### Page excerpt

Budd Schulberg (born  Seymour Wilson Schulberg, March 27, 1914 – August 5, 2009) was an American screenwriter, television producer, novelist and sports writer. He was known for his novels What Makes Sammy Run? and The Harder They Fall; his Academy Award-winning screenplay for On the Waterfront, and his screenplay for A Face in the Crowd.

Early life and education
Schulberg was raised in a Jewish family the son of Hollywood film-producer B. P. Schulberg and Adeline (née Jaffe) Schulberg, who founded a talent agency taken over by her brother, agent/film producer Sam Jaffe. In 1931, when Schulberg was 17, his father left the family to live with actress Sylvia Sidney. His parents divorced in 1933.

Schulberg attended Deerfield Academy and then went on to Dartmouth College, where he was actively involved in the Dartmouth Jack-O-Lantern humor magazine and was a member of the Pi Lambda Phi fraternity. In 1939, he collaborated on the screenplay for Winter Carnival, a light comedy set at Dartmouth. One of his collaborators was F. Scott Fitzgerald, who was fired because of his alcoholic binge during a visit with Schulberg to Dartmouth. Dartmouth College awarded Schulberg an honorary degree in 1960.

### Tasks
[1] Please mark each statement below as yes or no according to the Budd Schulberg text, and back each answer with the deciding words from the text, quoted exactly.
(a) Schulberg's parents divorced in 1931.
(b) At Dartmouth, Schulberg belonged to the Pi Lambda Phi fraternity.
(c) Dartmouth College gave Schulberg an honorary degree in 1960.
[2] From the Budd Schulberg text, return a passage copied exactly. Begin at the words "Budd Schulberg (born" and stop after the words "in the Crowd.".

### Entries provided
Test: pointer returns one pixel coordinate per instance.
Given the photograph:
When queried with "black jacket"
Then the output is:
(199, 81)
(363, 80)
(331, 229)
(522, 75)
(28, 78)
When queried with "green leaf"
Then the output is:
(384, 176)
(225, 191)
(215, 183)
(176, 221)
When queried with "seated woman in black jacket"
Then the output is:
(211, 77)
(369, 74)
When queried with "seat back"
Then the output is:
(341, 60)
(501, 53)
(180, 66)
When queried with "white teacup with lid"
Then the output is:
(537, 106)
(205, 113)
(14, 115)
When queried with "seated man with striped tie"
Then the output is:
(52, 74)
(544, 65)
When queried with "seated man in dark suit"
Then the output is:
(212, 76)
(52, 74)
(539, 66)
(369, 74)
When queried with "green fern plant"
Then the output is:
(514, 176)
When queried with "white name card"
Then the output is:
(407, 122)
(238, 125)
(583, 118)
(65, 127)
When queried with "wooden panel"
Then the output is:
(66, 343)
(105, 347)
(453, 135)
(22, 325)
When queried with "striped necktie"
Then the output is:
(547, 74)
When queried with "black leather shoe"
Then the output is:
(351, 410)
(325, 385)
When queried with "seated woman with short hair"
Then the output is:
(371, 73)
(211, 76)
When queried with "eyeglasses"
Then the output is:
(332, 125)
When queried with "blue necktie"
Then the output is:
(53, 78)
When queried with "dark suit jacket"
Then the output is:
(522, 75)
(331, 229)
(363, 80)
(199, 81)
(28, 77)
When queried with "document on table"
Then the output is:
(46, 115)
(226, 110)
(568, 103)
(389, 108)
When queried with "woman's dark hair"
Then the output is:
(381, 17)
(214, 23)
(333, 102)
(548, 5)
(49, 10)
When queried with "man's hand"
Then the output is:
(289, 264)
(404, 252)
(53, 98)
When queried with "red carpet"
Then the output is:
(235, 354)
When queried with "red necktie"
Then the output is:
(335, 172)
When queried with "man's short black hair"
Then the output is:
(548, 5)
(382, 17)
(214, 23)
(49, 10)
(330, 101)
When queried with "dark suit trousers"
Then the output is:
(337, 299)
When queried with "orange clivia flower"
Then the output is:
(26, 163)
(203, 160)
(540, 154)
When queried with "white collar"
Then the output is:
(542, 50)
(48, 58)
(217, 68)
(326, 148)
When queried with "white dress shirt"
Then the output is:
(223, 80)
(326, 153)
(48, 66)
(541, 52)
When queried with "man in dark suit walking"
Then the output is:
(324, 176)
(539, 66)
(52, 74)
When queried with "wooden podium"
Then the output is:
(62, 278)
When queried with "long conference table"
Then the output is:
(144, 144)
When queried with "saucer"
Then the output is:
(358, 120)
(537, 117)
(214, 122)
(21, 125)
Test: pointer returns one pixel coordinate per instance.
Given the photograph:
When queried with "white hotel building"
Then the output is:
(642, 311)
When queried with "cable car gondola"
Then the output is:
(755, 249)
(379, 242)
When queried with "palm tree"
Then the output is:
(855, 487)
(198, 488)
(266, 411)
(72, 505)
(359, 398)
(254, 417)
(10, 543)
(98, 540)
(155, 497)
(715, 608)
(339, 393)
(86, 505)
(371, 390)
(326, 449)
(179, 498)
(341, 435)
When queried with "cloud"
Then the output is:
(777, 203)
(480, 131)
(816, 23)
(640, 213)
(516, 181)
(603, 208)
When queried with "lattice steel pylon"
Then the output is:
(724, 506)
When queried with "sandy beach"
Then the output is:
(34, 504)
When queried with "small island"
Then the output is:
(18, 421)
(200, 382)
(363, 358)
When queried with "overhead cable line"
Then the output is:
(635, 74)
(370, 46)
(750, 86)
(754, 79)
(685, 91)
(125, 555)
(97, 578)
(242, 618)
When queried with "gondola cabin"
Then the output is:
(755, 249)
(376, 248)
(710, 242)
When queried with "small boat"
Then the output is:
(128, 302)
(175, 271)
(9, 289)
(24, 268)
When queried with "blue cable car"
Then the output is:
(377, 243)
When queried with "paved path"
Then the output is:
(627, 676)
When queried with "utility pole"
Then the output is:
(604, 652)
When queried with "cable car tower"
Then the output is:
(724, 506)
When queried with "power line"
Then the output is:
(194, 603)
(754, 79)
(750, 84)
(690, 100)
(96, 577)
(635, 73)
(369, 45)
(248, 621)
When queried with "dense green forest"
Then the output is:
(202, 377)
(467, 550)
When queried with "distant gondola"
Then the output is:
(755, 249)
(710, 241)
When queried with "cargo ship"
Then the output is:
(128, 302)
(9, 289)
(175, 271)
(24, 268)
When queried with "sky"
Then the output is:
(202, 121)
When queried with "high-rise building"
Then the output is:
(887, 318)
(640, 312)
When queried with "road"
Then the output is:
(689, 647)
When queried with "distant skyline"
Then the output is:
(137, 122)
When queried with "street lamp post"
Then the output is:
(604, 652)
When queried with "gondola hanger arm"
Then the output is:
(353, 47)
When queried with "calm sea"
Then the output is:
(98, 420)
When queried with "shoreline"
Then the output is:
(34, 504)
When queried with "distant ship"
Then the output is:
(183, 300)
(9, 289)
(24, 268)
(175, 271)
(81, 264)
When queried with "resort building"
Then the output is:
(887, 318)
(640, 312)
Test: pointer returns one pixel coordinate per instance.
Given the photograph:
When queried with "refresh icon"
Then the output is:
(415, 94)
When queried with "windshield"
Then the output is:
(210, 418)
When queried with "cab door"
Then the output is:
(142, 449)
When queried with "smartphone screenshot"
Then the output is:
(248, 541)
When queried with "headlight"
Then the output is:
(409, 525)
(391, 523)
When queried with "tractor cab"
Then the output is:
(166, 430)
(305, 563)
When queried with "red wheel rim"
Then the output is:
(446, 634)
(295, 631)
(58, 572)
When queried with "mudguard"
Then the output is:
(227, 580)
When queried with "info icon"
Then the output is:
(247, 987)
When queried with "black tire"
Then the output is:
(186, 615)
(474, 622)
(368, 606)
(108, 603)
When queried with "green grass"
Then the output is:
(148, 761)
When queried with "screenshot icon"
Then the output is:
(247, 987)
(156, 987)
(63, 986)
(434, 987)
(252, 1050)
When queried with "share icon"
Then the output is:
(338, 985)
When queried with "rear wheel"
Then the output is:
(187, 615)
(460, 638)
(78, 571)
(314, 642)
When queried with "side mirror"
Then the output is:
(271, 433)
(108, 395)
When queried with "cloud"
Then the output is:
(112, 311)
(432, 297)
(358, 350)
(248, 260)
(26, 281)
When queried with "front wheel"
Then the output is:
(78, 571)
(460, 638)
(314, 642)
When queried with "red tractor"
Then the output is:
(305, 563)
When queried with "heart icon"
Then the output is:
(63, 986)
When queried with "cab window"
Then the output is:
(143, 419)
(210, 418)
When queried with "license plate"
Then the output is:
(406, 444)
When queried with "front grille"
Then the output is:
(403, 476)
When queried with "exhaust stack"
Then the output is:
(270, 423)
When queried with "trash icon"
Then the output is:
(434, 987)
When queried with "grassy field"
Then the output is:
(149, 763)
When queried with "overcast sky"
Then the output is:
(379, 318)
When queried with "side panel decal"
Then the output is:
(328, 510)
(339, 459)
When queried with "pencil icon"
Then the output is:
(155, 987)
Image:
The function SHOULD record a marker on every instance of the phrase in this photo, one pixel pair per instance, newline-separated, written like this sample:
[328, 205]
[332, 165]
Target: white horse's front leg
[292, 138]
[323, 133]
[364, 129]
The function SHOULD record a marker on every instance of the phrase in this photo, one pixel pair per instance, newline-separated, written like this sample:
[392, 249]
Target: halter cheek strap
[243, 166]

### Results by task
[1]
(a) No: "His parents divorced in 1933."
(b) Yes: "was a member of the Pi Lambda Phi fraternity"
(c) Yes: "Dartmouth College awarded Schulberg an honorary degree in 1960."

[2]
Budd Schulberg (born  Seymour Wilson Schulberg, March 27, 1914 – August 5, 2009) was an American screenwriter, television producer, novelist and sports writer. He was known for his novels What Makes Sammy Run? and The Harder They Fall; his Academy Award-winning screenplay for On the Waterfront, and his screenplay for A Face in the Crowd.